■ Extract to read ■
-*-
In the Matter of Robert Lee FLESHMAN and Carol Marie Fleshman, Debtors.
Bankruptcy No. 87-01684-SJ-12-DJS.United States Bankruptcy Court, W.D. Missouri, St. Joseph Division.
October 29, 1987.*995 Stephen B. Strayer, Liberty, Mo., for debtors.
Dennis R. Dow, Shook, Hardy & Bacon, Kansas City, Mo., for Equitable.
David C. Stover, Chinnery, Stover, Waldo, Huston & Bertram, Lee's Summit, Mo., for Federal Land Bank of St. Louis.
F.O. Griffin, Jr., Asst. U.S. Atty., Kansas City, Mo., for F.H.A.
James B. Lowe, Kuraner & Schwegler, Kansas City, Mo., for Ford Motor Credit Corp.
Gregory W. Peterson, Watson & Peterson, Des Moines, Ia., for Graham Equipment Corp.
ORDER CONFIRMING DEBTORS' PROPOSED CHAPTER 12 PLAN OF ADJUSTMENT OF DEBTS ON CERTAIN CONDITIONS AND WITH CERTAIN AMENDMENTS HEREIN MENTIONED AND ON CONDITION THAT NO CREDITOR OBJECTS WITHIN 21 DAYS OF THE DATE OF FILING OF THIS ORDER ON GROUNDS WHICH WERE NOT FAILED HITHERTO TO BE RAISED PURSUANT TO THE COURT'S PRIOR NOTICES
DENNIS J. STEWART, Chief Judge.
In this chapter 12 case, the debtors have filed with the court and have circulated to creditors a proposed plan of debt adjustment. Previously, this court issued its orders submitting the issues involved in the issue of confirmation of that plan to nonbinding arbitration. The order directing such submission was entered by this court on August 5, 1987. That order contained the direction that:
"the parties in favor of and opposed to confirmation of the plan (shall) file their respective affidavits and proposed conclusions of law in accordance with (the court's general order of July 10, 1987) within fifteen (15) days after the date of service of copies of this order and the attached order upon them by counsel for the proponents of the plan, who shall, within ten (10) days of the date of filing of this order, certify the fact and date of such service to the court." (Emphasis in original.)
-*-
■ To be done ■
1. According to the court order, on what date was the order directing submission to nonbinding arbitration entered?
2. Please return the court order from "Bankruptcy No. 87-01684-SJ-12-DJS.United" up to and including "Mo., for Equitable.", copied exactly.
-*-
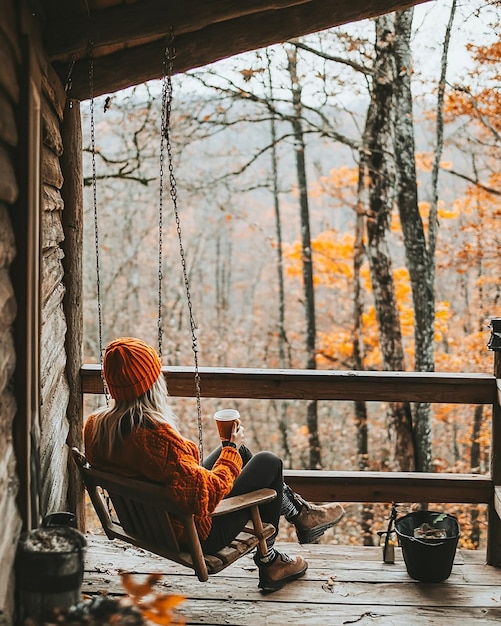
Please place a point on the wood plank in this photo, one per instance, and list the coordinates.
(434, 387)
(309, 590)
(278, 614)
(338, 486)
(70, 36)
(138, 64)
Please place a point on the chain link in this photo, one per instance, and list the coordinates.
(96, 225)
(167, 94)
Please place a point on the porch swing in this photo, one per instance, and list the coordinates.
(137, 511)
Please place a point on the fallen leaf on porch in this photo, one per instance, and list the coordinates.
(329, 585)
(155, 607)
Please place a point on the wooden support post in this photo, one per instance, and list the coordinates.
(494, 519)
(72, 193)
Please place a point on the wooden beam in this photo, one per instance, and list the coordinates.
(435, 387)
(72, 194)
(403, 487)
(139, 64)
(494, 517)
(497, 500)
(65, 38)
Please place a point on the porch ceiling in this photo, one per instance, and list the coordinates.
(128, 36)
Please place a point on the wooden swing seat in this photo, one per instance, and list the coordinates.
(143, 518)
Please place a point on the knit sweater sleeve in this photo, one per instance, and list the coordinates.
(173, 460)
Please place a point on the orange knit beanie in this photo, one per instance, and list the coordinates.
(130, 368)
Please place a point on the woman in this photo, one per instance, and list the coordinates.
(139, 436)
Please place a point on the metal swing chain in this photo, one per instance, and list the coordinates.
(169, 57)
(94, 202)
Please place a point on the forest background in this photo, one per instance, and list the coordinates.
(332, 202)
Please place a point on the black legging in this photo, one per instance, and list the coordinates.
(264, 469)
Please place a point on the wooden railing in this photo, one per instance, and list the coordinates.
(356, 486)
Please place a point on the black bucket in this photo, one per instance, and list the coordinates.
(428, 559)
(49, 570)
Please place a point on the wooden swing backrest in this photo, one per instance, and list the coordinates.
(141, 514)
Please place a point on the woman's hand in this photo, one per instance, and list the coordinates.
(237, 434)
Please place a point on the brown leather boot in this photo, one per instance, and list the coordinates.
(284, 569)
(314, 520)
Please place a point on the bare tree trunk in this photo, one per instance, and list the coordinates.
(418, 258)
(378, 167)
(283, 351)
(361, 424)
(309, 298)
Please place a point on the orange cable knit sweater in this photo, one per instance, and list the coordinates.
(164, 456)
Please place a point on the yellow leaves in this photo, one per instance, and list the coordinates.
(249, 73)
(156, 607)
(424, 161)
(331, 255)
(446, 212)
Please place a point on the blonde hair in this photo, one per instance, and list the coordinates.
(125, 416)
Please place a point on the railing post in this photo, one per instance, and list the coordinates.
(494, 521)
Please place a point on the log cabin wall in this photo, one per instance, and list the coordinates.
(34, 392)
(10, 57)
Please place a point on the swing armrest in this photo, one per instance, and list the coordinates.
(244, 501)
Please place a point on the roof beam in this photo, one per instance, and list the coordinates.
(139, 64)
(149, 19)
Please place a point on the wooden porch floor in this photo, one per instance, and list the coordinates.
(343, 585)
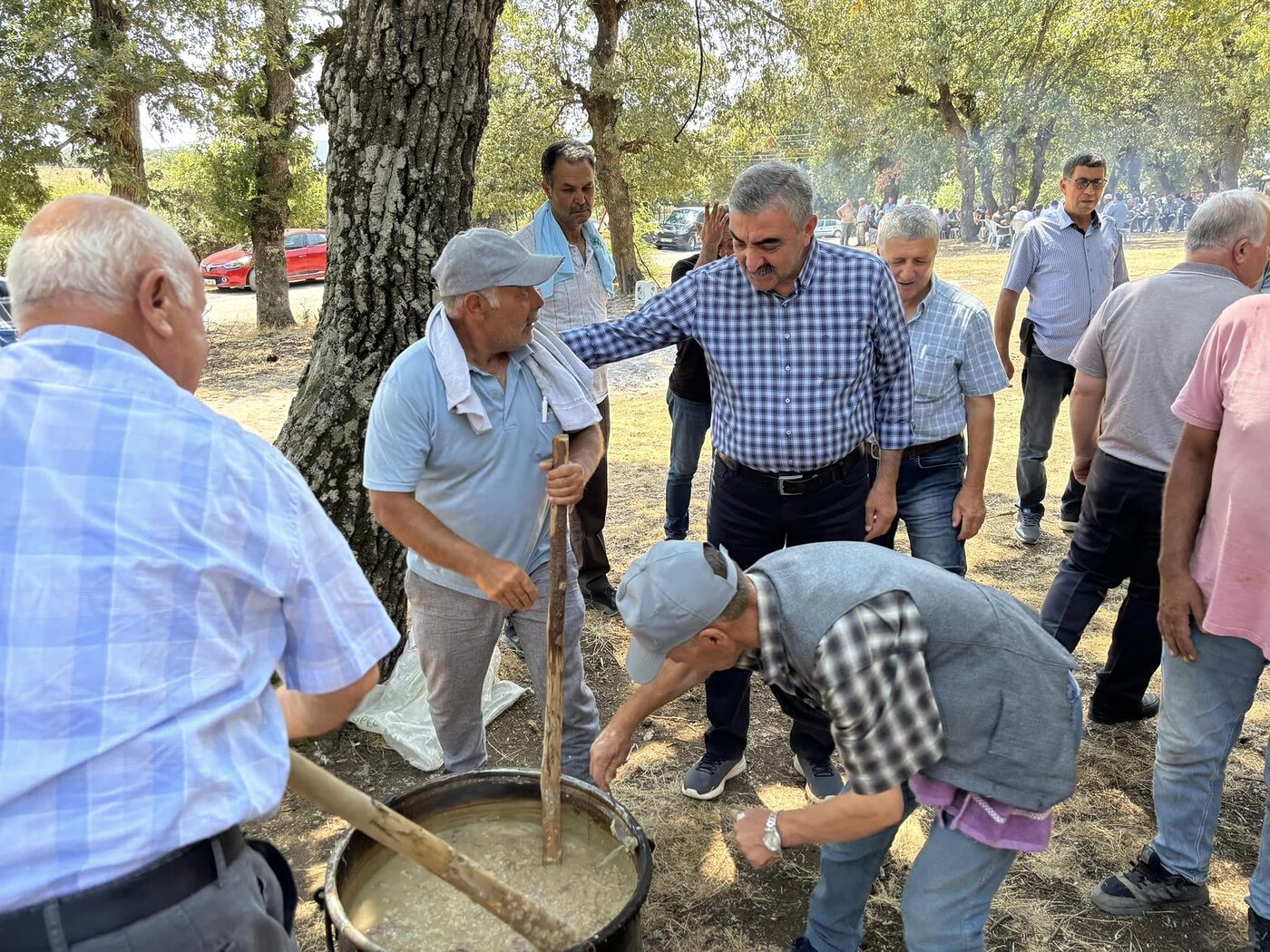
-*-
■ Solutions to the problems ■
1. August 5, 1987.

2.
Bankruptcy No. 87-01684-SJ-12-DJS.United States Bankruptcy Court, W.D. Missouri, St. Joseph Division.
October 29, 1987.*995 Stephen B. Strayer, Liberty, Mo., for debtors.
Dennis R. Dow, Shook, Hardy & Bacon, Kansas City, Mo., for Equitable.